• [SOURCE TEXT]:
○ ○ ○ ○

Brazil on the Anglican Covenant, particularly part 4.

The Anglican Episcopal Church of Brazil (IEAB) has published an important paper on the Ridly-Covenant Draft Anglican Covenant. The Church of Brazil has given careful and studious church wide attention to the development of an Anglican Covenant and its formal commentaries and reports on the various drafts have been extremely helpful. They have asked that this statement be widely distributed.

The cover note from the Provincial Secretary, with the text attached is as follows:

Dear brothers and sisters

Grace and Peace!

On behalf of our Primate Mauricio Andrade, I`m so delighted to announce and publish the Response from our Province to the Consultation Process on the proposed Anglican Covenant.
Such consultation started from the last ACC meeting and we spent a careful attention and wide participation within our Province trough bishops, clergy and lay leaders. The special Primate`s Commission was very well involved in this process and finally, with prayers and high consideration we offer our response to the Anglican Communion as a contribution on this reflection about a proposed Covenant.

Receive it as a gift and a voice from a special context. Our prayers are with all the partners provinces involved in the same process. May God help us to find ways to strength our Communion with bonds of love, mutual respect and commitment with the God`s will.

We ask kindly that this response could be forward to all related people around the Anglican Communion.

With best wishes,

Revd. Canon Francisco de Assis da Silva
The Episcopal Anglican Church of Brazil
Provincial Secretary

Here is the text that was attached. It is a fairly long but an important read.

○ ○ ○ ○

Excerpts of location labeling data
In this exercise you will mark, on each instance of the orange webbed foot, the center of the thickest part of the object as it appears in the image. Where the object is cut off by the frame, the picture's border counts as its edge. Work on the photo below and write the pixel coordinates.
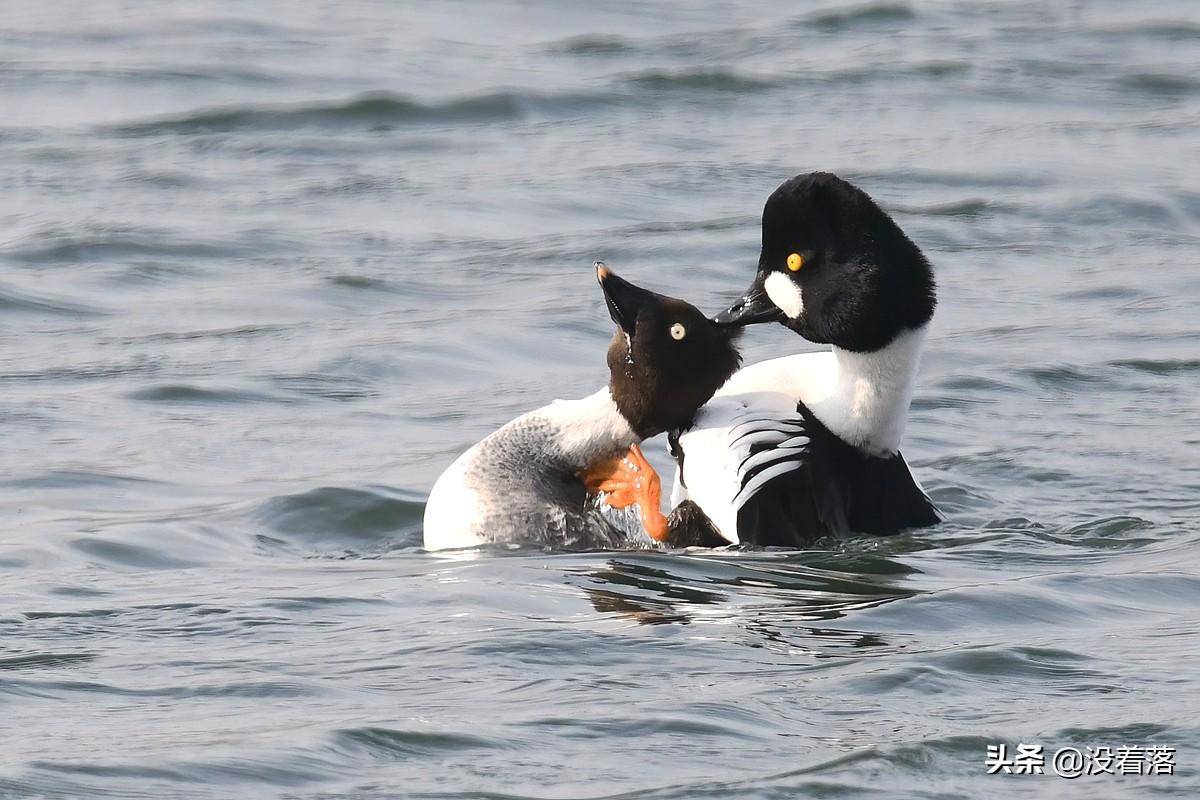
(627, 481)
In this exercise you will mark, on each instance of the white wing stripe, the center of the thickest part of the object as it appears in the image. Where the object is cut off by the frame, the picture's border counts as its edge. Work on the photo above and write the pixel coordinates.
(761, 479)
(762, 437)
(763, 425)
(762, 458)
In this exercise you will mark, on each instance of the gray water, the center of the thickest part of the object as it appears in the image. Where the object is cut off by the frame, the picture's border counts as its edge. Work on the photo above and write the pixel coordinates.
(265, 269)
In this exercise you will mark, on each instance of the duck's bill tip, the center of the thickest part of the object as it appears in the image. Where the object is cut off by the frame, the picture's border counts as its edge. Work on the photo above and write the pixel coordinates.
(751, 308)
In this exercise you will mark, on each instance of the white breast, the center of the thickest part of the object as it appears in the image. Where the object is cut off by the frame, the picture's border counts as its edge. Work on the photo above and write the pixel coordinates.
(863, 398)
(502, 471)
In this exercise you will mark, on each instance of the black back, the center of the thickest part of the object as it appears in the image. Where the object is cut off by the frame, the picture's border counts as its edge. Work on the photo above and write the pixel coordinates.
(838, 489)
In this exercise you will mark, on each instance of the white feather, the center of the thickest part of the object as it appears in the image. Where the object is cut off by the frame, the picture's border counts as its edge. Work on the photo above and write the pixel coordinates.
(761, 480)
(862, 397)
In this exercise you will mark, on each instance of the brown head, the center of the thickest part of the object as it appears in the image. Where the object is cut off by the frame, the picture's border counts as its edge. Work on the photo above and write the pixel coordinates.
(666, 358)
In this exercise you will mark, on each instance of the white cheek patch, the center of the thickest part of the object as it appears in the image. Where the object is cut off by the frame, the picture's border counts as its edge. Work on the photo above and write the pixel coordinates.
(785, 294)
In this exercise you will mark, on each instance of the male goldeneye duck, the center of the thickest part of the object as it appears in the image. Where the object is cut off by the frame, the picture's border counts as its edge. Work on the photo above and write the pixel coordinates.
(804, 446)
(537, 477)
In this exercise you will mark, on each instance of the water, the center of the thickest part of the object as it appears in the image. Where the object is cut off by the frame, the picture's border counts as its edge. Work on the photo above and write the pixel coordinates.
(267, 269)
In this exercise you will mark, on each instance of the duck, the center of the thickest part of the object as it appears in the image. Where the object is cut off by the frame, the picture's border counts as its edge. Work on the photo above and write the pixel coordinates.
(807, 446)
(553, 475)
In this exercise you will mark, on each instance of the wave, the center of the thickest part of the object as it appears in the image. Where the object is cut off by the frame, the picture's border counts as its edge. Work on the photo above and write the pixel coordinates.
(99, 244)
(700, 79)
(370, 109)
(13, 301)
(337, 518)
(876, 13)
(1159, 84)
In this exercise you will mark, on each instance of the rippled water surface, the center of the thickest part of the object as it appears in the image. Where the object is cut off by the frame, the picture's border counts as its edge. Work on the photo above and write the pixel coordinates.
(267, 268)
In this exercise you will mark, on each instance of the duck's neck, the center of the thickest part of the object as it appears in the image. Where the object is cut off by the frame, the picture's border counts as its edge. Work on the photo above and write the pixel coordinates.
(868, 397)
(591, 428)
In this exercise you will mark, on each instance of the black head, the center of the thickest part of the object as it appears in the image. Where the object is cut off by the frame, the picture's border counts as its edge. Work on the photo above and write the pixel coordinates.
(835, 269)
(666, 358)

○ ○ ○ ○

• [TASK DESCRIPTION]: In the post on Brazil and the Anglican Covenant, why is the Brazilian church's response being shared widely?

• [REPLY TO THE EXERCISE]: The Church of Brazil asked that its statement be widely distributed. The Provincial Secretary's cover note requests that the response be forwarded to all related people around the Anglican Communion.